• Information shown
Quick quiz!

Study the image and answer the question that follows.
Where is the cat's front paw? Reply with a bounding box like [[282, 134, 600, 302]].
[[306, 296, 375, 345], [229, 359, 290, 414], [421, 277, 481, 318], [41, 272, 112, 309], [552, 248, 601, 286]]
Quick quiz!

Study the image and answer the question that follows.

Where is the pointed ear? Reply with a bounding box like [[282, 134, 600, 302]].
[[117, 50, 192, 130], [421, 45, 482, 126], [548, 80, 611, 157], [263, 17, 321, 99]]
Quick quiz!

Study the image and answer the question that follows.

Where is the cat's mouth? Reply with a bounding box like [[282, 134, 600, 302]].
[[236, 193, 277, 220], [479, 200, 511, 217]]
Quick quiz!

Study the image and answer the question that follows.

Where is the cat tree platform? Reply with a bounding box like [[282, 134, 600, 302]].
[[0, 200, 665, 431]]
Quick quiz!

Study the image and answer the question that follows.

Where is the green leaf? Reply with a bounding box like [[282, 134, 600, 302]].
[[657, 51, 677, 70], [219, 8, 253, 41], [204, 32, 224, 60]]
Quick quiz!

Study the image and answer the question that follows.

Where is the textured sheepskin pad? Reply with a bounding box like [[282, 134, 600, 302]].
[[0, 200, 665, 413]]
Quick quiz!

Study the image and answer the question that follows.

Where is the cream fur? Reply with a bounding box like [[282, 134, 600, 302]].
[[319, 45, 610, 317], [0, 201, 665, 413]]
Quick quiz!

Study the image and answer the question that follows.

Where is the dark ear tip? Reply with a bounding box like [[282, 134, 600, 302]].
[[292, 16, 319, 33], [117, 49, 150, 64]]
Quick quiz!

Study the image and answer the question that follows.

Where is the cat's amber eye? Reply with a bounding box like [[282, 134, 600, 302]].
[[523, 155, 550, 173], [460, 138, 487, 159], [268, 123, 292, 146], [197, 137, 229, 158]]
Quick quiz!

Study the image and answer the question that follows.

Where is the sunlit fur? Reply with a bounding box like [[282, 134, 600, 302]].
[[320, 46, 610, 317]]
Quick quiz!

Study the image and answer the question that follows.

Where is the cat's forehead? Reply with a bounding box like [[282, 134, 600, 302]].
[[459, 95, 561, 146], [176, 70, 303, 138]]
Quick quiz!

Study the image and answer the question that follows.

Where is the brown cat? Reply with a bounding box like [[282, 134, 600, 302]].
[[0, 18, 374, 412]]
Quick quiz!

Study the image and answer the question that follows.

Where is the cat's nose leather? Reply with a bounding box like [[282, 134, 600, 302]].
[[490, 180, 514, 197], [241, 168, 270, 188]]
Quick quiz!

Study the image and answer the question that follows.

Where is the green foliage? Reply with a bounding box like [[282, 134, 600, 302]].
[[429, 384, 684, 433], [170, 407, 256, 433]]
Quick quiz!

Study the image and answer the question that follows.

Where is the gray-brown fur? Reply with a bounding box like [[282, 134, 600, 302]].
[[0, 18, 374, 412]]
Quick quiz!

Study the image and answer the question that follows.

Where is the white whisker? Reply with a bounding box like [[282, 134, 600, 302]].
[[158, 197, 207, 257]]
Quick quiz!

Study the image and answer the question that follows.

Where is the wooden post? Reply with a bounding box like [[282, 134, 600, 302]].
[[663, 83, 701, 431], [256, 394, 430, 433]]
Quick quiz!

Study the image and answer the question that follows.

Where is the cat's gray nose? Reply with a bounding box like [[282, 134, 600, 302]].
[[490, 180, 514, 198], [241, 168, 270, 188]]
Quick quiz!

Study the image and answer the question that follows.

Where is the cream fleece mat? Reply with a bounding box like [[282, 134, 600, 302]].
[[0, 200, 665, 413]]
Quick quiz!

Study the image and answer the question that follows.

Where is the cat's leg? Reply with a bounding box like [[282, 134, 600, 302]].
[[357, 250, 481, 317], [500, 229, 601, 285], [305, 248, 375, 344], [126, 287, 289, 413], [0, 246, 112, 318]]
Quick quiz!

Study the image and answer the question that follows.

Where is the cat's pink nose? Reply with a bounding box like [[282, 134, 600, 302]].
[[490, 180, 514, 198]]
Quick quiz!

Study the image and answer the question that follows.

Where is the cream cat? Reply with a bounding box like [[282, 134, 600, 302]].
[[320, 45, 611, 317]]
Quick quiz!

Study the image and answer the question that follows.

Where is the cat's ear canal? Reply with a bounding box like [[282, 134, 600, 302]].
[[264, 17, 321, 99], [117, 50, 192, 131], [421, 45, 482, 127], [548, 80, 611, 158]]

• What you need to do
Pick out every line in the records that contains the word "green", and copy each of those lines in full.

• Solution to this exercise
Where is the green leaf? Reply with a bounding box like [[282, 134, 600, 302]].
Where is the green foliage? Reply with a bounding box like [[282, 134, 600, 302]].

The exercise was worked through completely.